(Entries from a point annotation set)
(begin)

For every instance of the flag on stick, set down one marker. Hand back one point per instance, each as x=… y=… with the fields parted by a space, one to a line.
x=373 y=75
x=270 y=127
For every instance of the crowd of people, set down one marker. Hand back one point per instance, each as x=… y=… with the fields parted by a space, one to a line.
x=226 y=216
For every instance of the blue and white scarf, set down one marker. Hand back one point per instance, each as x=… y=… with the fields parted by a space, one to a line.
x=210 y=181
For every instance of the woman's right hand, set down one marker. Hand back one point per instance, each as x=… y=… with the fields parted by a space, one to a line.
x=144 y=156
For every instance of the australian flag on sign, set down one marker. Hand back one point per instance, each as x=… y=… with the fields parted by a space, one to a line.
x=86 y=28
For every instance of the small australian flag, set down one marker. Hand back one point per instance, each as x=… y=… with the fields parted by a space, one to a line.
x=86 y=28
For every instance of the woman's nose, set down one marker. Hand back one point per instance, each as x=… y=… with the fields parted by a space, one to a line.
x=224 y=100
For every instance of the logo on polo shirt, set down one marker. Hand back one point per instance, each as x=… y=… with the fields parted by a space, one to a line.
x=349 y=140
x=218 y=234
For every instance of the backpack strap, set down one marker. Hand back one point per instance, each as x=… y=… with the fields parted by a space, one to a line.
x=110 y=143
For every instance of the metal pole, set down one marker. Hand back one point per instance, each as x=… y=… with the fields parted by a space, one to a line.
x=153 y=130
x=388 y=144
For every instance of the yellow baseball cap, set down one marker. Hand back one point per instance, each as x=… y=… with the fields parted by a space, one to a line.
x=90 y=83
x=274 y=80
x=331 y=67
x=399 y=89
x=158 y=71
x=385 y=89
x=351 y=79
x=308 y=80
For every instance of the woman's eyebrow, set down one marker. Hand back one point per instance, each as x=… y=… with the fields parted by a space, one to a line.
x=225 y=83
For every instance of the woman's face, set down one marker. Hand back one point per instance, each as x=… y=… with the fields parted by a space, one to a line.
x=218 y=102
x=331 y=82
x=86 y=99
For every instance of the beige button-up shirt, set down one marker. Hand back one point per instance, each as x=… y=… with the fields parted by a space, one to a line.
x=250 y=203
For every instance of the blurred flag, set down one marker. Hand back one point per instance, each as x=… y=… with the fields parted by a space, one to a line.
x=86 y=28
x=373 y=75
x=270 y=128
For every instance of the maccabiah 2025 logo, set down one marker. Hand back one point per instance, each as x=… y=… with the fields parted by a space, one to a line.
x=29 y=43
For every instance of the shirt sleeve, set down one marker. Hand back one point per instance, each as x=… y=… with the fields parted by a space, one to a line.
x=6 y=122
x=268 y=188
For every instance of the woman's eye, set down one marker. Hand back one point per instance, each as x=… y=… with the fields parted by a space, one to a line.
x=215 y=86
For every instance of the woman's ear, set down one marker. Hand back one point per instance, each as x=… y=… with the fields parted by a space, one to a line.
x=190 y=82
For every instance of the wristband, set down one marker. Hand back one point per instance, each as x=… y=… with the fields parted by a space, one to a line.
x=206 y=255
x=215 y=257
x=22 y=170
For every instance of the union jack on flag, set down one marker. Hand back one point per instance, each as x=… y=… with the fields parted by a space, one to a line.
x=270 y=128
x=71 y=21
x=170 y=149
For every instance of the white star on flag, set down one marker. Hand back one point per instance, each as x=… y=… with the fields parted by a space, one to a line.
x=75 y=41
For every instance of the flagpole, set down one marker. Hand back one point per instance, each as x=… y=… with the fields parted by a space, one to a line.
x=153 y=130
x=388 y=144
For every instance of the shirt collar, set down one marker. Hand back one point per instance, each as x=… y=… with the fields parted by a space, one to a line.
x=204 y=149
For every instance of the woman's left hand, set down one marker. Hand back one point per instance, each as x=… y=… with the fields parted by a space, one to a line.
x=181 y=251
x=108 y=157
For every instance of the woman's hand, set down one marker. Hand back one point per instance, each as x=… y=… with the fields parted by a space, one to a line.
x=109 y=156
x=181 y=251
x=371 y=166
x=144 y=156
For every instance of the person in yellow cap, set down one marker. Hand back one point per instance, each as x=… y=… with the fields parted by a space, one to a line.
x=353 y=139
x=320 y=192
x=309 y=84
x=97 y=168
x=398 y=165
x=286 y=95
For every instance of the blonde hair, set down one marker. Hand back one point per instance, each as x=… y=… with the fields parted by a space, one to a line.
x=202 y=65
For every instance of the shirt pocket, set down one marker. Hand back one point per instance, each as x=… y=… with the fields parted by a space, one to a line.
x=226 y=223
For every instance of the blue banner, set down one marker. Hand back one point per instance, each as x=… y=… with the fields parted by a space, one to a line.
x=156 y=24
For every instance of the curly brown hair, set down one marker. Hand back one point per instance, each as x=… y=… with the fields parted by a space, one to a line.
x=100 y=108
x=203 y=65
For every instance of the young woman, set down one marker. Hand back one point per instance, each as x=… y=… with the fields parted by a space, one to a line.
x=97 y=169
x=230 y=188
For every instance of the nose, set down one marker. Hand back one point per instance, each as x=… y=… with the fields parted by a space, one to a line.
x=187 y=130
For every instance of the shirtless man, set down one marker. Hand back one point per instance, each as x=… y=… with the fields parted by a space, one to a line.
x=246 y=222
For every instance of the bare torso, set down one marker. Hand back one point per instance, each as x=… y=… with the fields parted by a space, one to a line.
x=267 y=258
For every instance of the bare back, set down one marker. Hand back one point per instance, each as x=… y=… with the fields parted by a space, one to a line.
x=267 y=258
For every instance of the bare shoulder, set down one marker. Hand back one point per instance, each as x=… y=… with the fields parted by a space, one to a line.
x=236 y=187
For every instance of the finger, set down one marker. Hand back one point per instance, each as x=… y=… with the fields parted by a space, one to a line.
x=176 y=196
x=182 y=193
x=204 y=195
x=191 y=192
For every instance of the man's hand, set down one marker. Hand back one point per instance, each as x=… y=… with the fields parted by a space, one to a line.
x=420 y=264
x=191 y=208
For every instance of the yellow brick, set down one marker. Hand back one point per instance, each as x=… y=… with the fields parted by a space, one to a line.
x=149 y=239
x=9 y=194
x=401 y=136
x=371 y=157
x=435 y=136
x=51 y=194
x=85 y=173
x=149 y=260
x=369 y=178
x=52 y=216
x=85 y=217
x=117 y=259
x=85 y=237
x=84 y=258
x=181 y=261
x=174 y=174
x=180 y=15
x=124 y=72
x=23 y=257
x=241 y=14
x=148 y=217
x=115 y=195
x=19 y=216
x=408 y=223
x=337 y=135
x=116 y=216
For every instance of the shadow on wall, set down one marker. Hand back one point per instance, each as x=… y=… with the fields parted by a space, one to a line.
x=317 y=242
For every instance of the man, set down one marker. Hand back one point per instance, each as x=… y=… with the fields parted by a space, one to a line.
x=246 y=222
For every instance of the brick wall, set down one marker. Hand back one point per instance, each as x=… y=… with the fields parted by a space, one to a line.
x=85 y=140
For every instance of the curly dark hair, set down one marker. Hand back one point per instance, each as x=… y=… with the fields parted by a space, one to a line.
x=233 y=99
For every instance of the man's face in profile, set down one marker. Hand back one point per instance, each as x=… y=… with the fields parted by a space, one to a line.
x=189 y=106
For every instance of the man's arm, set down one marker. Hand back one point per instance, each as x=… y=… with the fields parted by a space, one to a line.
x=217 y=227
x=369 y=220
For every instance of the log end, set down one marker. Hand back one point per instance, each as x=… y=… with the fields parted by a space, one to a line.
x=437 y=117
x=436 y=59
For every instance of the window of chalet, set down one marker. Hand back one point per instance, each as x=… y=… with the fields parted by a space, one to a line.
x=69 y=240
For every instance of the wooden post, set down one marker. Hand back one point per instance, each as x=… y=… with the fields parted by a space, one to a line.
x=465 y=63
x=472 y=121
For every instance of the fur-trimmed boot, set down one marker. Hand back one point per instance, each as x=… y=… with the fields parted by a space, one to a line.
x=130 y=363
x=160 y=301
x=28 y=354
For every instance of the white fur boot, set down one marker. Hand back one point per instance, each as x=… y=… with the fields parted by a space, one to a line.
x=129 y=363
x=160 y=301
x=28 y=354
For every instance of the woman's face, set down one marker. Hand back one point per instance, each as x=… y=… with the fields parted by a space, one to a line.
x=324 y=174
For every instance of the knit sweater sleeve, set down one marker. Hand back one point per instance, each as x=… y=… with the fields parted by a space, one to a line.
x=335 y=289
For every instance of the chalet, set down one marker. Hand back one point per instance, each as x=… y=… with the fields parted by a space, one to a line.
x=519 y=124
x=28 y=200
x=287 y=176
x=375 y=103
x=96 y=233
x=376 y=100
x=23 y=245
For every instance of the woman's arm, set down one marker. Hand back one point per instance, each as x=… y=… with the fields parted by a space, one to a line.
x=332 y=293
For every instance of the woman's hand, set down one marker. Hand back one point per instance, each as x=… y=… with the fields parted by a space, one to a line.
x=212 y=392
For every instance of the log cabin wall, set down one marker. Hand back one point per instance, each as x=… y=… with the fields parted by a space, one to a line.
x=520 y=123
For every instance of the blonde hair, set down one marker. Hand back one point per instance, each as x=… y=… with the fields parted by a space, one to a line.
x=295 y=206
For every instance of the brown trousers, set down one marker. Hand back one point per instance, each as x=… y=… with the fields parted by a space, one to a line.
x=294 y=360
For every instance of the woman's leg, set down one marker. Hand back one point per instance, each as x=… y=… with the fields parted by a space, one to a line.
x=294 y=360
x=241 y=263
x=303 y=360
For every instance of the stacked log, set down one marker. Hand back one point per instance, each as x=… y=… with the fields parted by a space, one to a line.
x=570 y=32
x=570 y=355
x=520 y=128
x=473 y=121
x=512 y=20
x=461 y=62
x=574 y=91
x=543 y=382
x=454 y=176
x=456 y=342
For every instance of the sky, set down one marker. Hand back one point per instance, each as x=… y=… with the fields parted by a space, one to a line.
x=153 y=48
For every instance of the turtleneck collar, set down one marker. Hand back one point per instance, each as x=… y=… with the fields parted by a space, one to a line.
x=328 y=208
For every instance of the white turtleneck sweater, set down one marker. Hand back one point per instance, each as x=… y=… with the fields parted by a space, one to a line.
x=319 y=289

(end)

▶ [What you will do]:
Format the lines of the listing above as a JSON list of strings, one string per line, leaving out any blank lines. Begin at the line containing "For every instance of the white fur" and continue through the line containing "x=335 y=289", including both.

▶ [Response to the task]:
[
  "For every instance of the white fur boot, set down one marker. Hand back one point per instance, each as x=… y=… with the fields parted by a space, one to a line.",
  "x=129 y=363",
  "x=160 y=301",
  "x=28 y=354",
  "For every instance of the woman's face, set down one marker. Hand back one point per instance, each as x=… y=… with the fields parted by a space, one to a line.",
  "x=324 y=174",
  "For every instance of the knit sweater sleeve, set down one marker. Hand back one point per instance, each as x=… y=… with the fields parted by a space, one to a line.",
  "x=335 y=289"
]